» **SHORT TASK**
Please render every line of all the items below as a JSON list of strings, one string per line, leaving out any blank lines.

Records excerpted from a collection:
★ ★ ★ ★ ★

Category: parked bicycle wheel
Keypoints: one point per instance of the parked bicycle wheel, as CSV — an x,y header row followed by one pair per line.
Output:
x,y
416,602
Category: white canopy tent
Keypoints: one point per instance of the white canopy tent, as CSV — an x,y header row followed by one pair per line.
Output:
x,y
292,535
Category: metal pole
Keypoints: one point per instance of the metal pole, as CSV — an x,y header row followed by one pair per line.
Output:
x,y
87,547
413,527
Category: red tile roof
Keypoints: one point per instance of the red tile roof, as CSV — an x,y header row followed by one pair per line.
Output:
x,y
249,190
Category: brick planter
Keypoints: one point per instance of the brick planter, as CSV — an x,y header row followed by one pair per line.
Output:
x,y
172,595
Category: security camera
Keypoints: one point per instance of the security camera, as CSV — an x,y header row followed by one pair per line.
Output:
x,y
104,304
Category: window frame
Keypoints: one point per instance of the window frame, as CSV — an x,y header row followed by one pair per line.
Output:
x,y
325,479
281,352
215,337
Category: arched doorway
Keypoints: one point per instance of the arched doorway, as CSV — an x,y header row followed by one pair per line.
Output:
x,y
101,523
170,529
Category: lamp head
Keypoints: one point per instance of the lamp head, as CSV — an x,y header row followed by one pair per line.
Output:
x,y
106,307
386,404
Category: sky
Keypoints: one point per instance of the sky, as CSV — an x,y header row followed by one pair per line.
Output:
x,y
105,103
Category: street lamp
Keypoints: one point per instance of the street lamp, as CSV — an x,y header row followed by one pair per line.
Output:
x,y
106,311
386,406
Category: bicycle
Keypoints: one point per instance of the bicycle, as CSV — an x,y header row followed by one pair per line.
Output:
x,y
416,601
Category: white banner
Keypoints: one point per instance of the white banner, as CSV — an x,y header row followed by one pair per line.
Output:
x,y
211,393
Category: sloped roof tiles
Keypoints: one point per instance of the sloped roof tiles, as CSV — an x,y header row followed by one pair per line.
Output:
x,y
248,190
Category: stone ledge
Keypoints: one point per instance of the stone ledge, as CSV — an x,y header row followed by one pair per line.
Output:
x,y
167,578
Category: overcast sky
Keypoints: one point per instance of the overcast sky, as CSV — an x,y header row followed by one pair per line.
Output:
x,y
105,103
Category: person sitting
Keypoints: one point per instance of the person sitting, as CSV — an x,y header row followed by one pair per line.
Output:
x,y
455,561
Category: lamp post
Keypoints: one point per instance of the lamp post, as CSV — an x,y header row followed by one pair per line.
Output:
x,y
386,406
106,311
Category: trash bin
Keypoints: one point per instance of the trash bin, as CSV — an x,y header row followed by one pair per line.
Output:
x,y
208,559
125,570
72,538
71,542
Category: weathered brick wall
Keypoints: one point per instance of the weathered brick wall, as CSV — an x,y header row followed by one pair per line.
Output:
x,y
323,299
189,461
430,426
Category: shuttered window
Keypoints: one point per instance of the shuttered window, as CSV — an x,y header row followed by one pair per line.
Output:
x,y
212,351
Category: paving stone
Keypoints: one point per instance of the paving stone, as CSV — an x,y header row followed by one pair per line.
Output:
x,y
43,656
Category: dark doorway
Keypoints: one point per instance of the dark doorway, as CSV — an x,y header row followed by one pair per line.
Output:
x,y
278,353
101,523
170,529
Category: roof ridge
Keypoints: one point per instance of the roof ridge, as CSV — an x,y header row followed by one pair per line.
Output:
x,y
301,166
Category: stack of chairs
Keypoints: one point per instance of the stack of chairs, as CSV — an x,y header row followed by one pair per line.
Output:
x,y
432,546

★ ★ ★ ★ ★

» **ANSWER TO THE PROBLEM**
[
  "Category: parked bicycle wheel",
  "Keypoints: one point per instance of the parked bicycle wheel, as CSV — an x,y header row followed by one pair per line.",
  "Output:",
  "x,y",
  "416,602",
  "Category: white canopy tent",
  "Keypoints: one point per instance of the white canopy tent, as CSV — an x,y header row followed by one pair per line.",
  "Output:",
  "x,y",
  "292,535",
  "Category: metal pole",
  "Keypoints: one point per instance of the metal pole, as CSV — an x,y header row followed by one pair per line.",
  "Output:",
  "x,y",
  "87,547",
  "413,527",
  "Category: red tile roof",
  "Keypoints: one point per instance of the red tile roof, as CSV — an x,y header row followed by one pair per line.",
  "Output:",
  "x,y",
  "249,190",
  "Category: brick planter",
  "Keypoints: one point per instance of the brick planter, as CSV — an x,y header row followed by one pair per line.",
  "Output:",
  "x,y",
  "172,595",
  "Category: security camera",
  "Keypoints: one point per instance of the security camera, as CSV — an x,y header row followed by one pair per line.",
  "Output:",
  "x,y",
  "104,304",
  "Category: window frame",
  "Keypoints: one point per instance of the window frame, as CSV — an x,y header row followed by one pair per line.",
  "Output:",
  "x,y",
  "325,479",
  "281,352",
  "215,337",
  "Category: arched doorway",
  "Keypoints: one point per instance of the arched doorway, as CSV — an x,y header row followed by one pair per line.",
  "Output:",
  "x,y",
  "101,523",
  "170,529",
  "Category: lamp head",
  "Keypoints: one point per instance of the lamp head, as CSV — an x,y header row followed by one pair per line.",
  "Output:",
  "x,y",
  "106,307",
  "386,404",
  "Category: sky",
  "Keypoints: one point per instance of the sky, as CSV — an x,y header row followed by one pair per line.",
  "Output:",
  "x,y",
  "105,103",
  "Category: street lamp",
  "Keypoints: one point per instance of the street lamp, as CSV — an x,y header row followed by one pair per line.",
  "Output:",
  "x,y",
  "106,311",
  "386,406",
  "Category: bicycle",
  "Keypoints: one point per instance of the bicycle, as CSV — an x,y header row followed by one pair per line.",
  "Output:",
  "x,y",
  "416,601",
  "Category: white banner",
  "Keypoints: one point per instance of the white banner, as CSV — an x,y header row followed by one pair per line.",
  "Output:",
  "x,y",
  "211,393",
  "Category: sloped roof tiles",
  "Keypoints: one point per instance of the sloped roof tiles, as CSV — an x,y header row followed by one pair per line.",
  "Output:",
  "x,y",
  "248,190",
  "Category: stone ledge",
  "Keypoints: one point per instance of the stone ledge, as CSV — an x,y header row followed by one pair per line.",
  "Output:",
  "x,y",
  "167,578",
  "Category: overcast sky",
  "Keypoints: one point per instance of the overcast sky, as CSV — an x,y header row followed by one pair per line.",
  "Output:",
  "x,y",
  "105,103",
  "Category: person sitting",
  "Keypoints: one point per instance of the person sitting, as CSV — an x,y header row followed by one pair per line.",
  "Output:",
  "x,y",
  "455,561",
  "Category: lamp post",
  "Keypoints: one point per instance of the lamp post, as CSV — an x,y header row followed by one pair per line.",
  "Output:",
  "x,y",
  "386,406",
  "106,311",
  "Category: trash bin",
  "Keypoints: one point per instance of the trash bin, as CSV — an x,y header row followed by one pair per line.",
  "Output:",
  "x,y",
  "208,559",
  "125,570",
  "72,538",
  "71,542",
  "Category: weathered brick wall",
  "Keypoints: one point per instance of the weathered brick wall, as CSV — an x,y header row followed by one pair per line.",
  "Output:",
  "x,y",
  "323,299",
  "189,461",
  "430,426",
  "Category: shuttered window",
  "Keypoints: one point per instance of the shuttered window, as CSV — an x,y header row followed by one pair per line.",
  "Output:",
  "x,y",
  "212,351",
  "Category: paving stone",
  "Keypoints: one point per instance of the paving stone, as CSV — an x,y header row followed by one pair per line.",
  "Output:",
  "x,y",
  "43,656",
  "Category: dark doorway",
  "Keypoints: one point per instance of the dark doorway, as CSV — an x,y header row followed by one pair per line.",
  "Output:",
  "x,y",
  "278,353",
  "101,523",
  "170,529",
  "Category: roof ridge",
  "Keypoints: one point per instance of the roof ridge, as CSV — an x,y header row followed by one pair per line.",
  "Output:",
  "x,y",
  "301,166",
  "Category: stack of chairs",
  "Keypoints: one point per instance of the stack of chairs, as CSV — an x,y header row followed by one pair per line.",
  "Output:",
  "x,y",
  "432,546"
]